### SET EXERCISE 1
According to the blog text, what subscription price is charged for The Complex Litigator on Kindle?
### SET EXERCISE 2
Write out a section of the blog text word for word, starting at "If you happen" and ending at "is Amazon.com's business.".
### SET EXERCISE 3
Condense the paragraph of the blog text that begins "The California Supreme Court has denied" into a short bulleted list that keeps its main facts.

### SUPPLIED PASSAGE
■ ■ ■
Petition for Review denied in Cristler v. Express Messenger Systems, Inc.

The California Supreme Court has denied the Petition for Review in Cristler v. Express Messenger Systems, Inc. (2009) 171 Cal. App. 4th 72.  My prior post on the case can be found here.  The denial is unfortunate, as the case is likely to be misconstrued as a decision about the independent contractor/employee distinction, rather than the jury instruction and standard of review opinion that it is.

The Complex Litigator is now available for Kindle e-books

If you happen to be Kindle user, you can subscribe to The Complex Litigator at Amazon.com.  Two comments come to mind.  First, I'm mildly amazed that it is so easy to provide this blog in that way.  I'd be "very" amazed, but that would be disingenuous after configuring my own DNS settings with a new registrar, putting Windows 7 RC1 on a netbook, and so on.  Second, I had nothing to do with setting the $1.99 subscription price.  That is Amazon.com's business.
■ ■ ■
### SUPPLIED ENTRIES
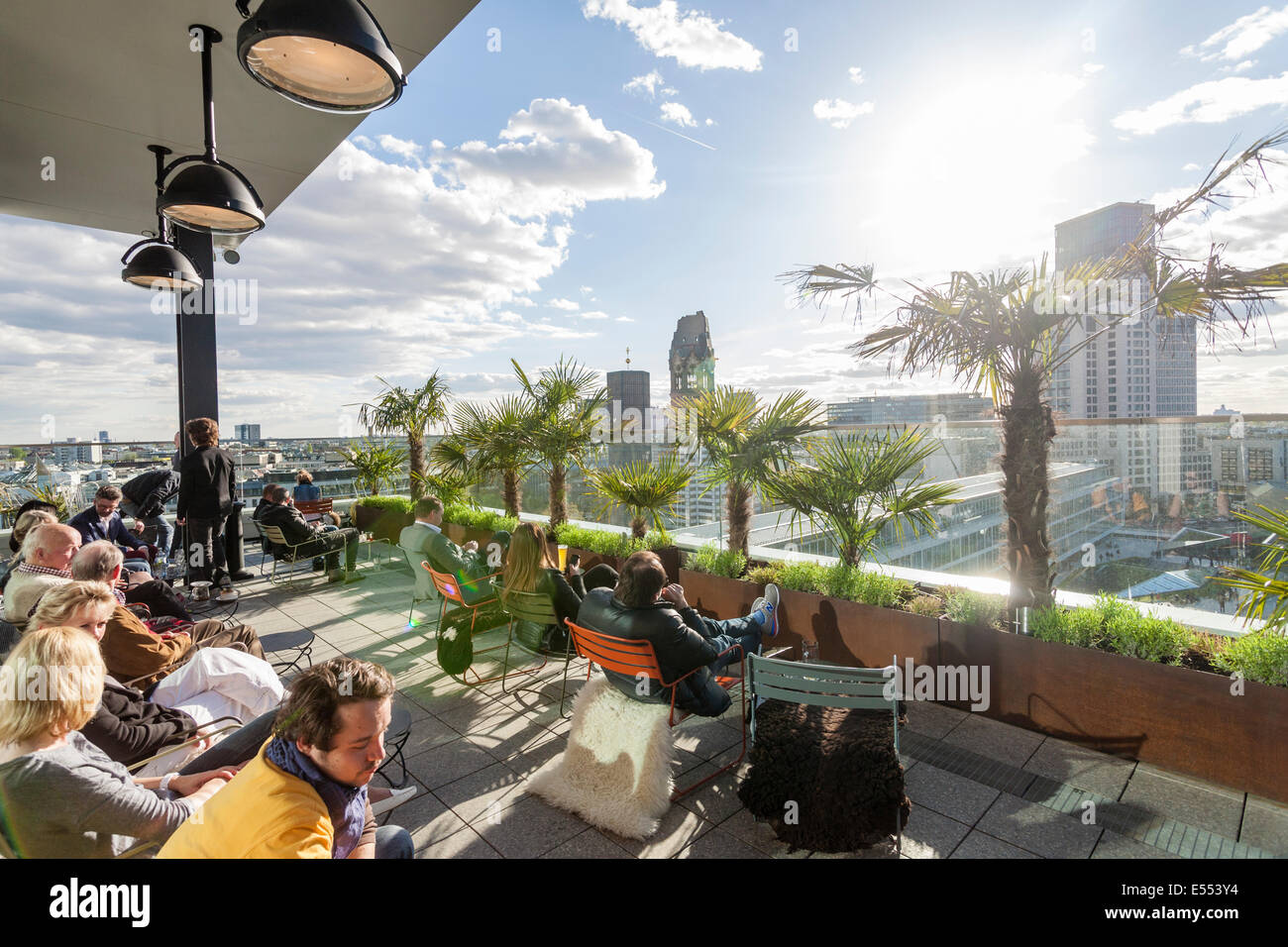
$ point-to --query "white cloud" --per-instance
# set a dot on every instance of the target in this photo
(1207, 102)
(645, 84)
(408, 151)
(692, 39)
(410, 262)
(677, 114)
(1244, 35)
(838, 112)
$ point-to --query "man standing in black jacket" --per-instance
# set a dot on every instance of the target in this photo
(206, 483)
(145, 499)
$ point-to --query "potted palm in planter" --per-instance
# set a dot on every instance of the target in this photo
(645, 491)
(375, 467)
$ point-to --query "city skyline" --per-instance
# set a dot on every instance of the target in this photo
(581, 202)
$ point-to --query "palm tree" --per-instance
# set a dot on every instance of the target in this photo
(746, 442)
(644, 489)
(376, 466)
(452, 488)
(857, 484)
(566, 401)
(411, 412)
(999, 331)
(1267, 585)
(488, 440)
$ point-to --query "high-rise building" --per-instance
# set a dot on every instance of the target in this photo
(692, 359)
(1140, 367)
(694, 369)
(907, 408)
(248, 434)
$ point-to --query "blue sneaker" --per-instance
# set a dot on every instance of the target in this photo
(768, 605)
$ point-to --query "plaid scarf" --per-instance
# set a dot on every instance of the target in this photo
(43, 571)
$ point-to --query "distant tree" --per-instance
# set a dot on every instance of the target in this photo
(746, 442)
(410, 412)
(999, 331)
(644, 489)
(565, 401)
(858, 484)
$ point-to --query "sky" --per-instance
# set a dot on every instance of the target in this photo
(570, 178)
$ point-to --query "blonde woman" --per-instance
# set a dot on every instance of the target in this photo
(62, 796)
(528, 567)
(217, 682)
(27, 522)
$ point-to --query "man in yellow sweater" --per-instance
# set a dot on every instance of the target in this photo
(304, 795)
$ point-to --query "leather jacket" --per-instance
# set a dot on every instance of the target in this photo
(679, 641)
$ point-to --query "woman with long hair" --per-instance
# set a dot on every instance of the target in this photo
(60, 795)
(528, 567)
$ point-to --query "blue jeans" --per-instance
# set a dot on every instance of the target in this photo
(393, 841)
(699, 693)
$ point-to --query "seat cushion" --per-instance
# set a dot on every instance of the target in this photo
(837, 766)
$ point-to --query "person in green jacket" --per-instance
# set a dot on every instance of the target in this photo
(468, 564)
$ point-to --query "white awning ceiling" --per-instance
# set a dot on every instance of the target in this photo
(91, 84)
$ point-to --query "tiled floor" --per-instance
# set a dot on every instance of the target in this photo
(1014, 793)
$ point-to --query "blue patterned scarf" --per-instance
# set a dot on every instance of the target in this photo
(346, 804)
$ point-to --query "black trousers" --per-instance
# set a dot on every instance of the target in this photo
(330, 544)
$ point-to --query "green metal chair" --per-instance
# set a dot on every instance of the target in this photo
(824, 685)
(531, 615)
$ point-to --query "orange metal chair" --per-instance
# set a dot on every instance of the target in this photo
(635, 656)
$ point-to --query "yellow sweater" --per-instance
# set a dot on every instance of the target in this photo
(262, 813)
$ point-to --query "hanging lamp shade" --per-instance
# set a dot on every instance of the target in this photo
(159, 265)
(325, 54)
(210, 197)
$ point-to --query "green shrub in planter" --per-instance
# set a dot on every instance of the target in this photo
(1146, 637)
(928, 605)
(478, 519)
(975, 608)
(769, 573)
(729, 564)
(804, 577)
(1260, 656)
(1081, 628)
(609, 544)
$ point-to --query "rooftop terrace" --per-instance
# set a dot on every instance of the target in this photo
(978, 788)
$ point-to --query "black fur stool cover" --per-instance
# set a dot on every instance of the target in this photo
(827, 779)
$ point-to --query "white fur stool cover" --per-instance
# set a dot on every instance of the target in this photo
(616, 772)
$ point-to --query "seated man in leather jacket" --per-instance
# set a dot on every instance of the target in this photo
(467, 564)
(644, 605)
(317, 541)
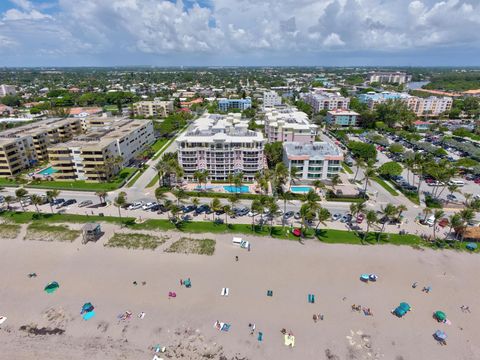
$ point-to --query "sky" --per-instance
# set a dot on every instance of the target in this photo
(239, 32)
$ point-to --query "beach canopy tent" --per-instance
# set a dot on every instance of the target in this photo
(472, 246)
(51, 287)
(87, 307)
(91, 232)
(440, 335)
(402, 309)
(440, 316)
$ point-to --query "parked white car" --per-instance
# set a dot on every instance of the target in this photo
(135, 205)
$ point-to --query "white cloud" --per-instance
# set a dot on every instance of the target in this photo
(243, 27)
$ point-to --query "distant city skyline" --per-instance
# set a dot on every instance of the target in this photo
(242, 32)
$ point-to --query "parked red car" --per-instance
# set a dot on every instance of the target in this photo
(360, 218)
(443, 222)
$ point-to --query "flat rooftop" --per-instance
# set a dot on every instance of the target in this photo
(313, 151)
(209, 128)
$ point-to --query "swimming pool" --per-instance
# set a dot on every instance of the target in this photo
(48, 171)
(237, 189)
(300, 189)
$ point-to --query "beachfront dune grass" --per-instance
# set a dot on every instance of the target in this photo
(136, 241)
(330, 236)
(192, 246)
(46, 232)
(9, 231)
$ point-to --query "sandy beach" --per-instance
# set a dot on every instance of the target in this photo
(184, 325)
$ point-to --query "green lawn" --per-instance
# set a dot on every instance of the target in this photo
(157, 145)
(153, 182)
(81, 185)
(134, 178)
(347, 168)
(386, 186)
(330, 236)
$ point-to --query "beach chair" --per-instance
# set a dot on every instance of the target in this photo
(225, 291)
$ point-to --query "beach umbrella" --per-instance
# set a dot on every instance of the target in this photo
(440, 316)
(440, 335)
(471, 246)
(51, 287)
(364, 277)
(405, 306)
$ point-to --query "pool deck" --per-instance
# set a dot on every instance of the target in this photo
(219, 188)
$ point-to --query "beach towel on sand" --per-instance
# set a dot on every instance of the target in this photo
(289, 340)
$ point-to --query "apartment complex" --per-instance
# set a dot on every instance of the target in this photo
(316, 161)
(221, 145)
(271, 99)
(372, 98)
(431, 106)
(342, 118)
(7, 90)
(289, 125)
(326, 101)
(102, 151)
(225, 105)
(27, 145)
(388, 77)
(155, 108)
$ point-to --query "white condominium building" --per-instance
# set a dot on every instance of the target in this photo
(156, 108)
(91, 156)
(317, 161)
(222, 145)
(289, 125)
(326, 101)
(389, 77)
(271, 99)
(431, 106)
(7, 90)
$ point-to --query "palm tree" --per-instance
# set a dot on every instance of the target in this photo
(306, 214)
(322, 215)
(273, 210)
(455, 221)
(102, 196)
(294, 175)
(180, 195)
(215, 205)
(234, 199)
(372, 219)
(388, 212)
(360, 165)
(437, 215)
(20, 193)
(160, 194)
(311, 198)
(335, 180)
(256, 207)
(37, 200)
(8, 200)
(285, 196)
(467, 215)
(318, 184)
(427, 212)
(119, 202)
(401, 208)
(228, 210)
(161, 168)
(368, 174)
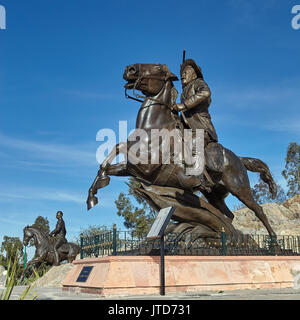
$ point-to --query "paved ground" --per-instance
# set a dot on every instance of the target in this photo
(258, 294)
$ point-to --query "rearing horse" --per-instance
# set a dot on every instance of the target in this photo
(44, 247)
(155, 82)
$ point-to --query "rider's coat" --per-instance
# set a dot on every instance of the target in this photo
(197, 116)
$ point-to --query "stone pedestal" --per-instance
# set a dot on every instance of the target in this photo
(136, 275)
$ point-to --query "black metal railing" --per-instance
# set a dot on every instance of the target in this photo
(114, 242)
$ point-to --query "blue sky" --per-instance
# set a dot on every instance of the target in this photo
(61, 66)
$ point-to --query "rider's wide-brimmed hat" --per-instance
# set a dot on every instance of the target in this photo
(193, 64)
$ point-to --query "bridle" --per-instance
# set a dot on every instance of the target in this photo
(26, 237)
(138, 97)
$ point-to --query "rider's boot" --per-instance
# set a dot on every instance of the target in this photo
(205, 183)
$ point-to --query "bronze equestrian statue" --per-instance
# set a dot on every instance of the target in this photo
(46, 246)
(228, 172)
(59, 234)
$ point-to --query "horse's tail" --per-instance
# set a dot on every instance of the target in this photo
(256, 165)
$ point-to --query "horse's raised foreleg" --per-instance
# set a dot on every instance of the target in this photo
(102, 179)
(32, 263)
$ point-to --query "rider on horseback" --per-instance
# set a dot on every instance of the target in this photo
(59, 234)
(195, 101)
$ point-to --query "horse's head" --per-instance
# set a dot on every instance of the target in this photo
(28, 234)
(148, 78)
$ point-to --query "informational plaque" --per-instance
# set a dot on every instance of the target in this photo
(84, 274)
(160, 223)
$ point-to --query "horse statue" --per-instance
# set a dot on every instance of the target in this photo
(161, 181)
(44, 247)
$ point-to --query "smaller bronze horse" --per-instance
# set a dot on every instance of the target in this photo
(44, 247)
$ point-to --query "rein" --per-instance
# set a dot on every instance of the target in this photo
(138, 97)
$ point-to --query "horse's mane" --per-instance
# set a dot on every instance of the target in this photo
(44, 233)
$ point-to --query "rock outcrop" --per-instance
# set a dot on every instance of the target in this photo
(284, 218)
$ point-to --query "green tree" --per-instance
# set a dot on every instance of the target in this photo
(137, 218)
(91, 231)
(292, 169)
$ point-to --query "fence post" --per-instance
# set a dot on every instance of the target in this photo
(81, 246)
(114, 240)
(223, 239)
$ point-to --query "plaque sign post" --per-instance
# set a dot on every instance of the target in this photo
(157, 231)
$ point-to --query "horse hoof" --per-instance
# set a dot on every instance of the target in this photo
(103, 182)
(91, 202)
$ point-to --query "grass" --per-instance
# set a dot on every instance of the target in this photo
(29, 293)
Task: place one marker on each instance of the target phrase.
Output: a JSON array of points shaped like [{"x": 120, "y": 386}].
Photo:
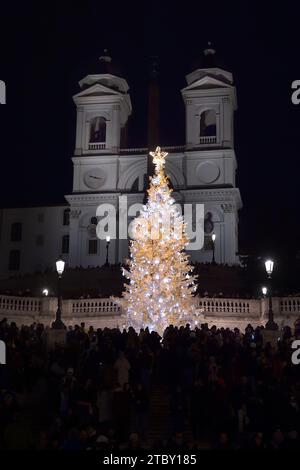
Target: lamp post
[
  {"x": 213, "y": 238},
  {"x": 264, "y": 291},
  {"x": 270, "y": 325},
  {"x": 58, "y": 324},
  {"x": 107, "y": 248}
]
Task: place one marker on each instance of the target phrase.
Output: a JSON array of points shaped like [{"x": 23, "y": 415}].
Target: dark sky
[{"x": 46, "y": 50}]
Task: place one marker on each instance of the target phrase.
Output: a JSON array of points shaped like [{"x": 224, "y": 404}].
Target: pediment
[
  {"x": 97, "y": 90},
  {"x": 208, "y": 81}
]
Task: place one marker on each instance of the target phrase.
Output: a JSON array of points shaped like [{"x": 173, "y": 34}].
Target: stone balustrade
[{"x": 105, "y": 312}]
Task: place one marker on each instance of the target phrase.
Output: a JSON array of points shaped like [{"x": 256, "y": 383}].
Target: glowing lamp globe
[
  {"x": 264, "y": 290},
  {"x": 269, "y": 265},
  {"x": 60, "y": 266}
]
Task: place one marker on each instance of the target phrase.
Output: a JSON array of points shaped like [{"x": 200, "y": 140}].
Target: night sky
[{"x": 46, "y": 50}]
■ ■ ■
### TASK RESPONSE 1
$1.99

### TASK RESPONSE 2
If you happen to be Kindle user, you can subscribe to The Complex Litigator at Amazon.com.  Two comments come to mind.  First, I'm mildly amazed that it is so easy to provide this blog in that way.  I'd be "very" amazed, but that would be disingenuous after configuring my own DNS settings with a new registrar, putting Windows 7 RC1 on a netbook, and so on.  Second, I had nothing to do with setting the $1.99 subscription price.  That is Amazon.com's business.

### TASK RESPONSE 3
- The California Supreme Court denied the Petition for Review in Cristler v. Express Messenger Systems, Inc. (2009) 171 Cal. App. 4th 72.
- The author has an earlier post on the case.
- The author finds the denial unfortunate because the case will likely be misread as a decision on the independent contractor/employee distinction instead of as an opinion on jury instructions and the standard of review.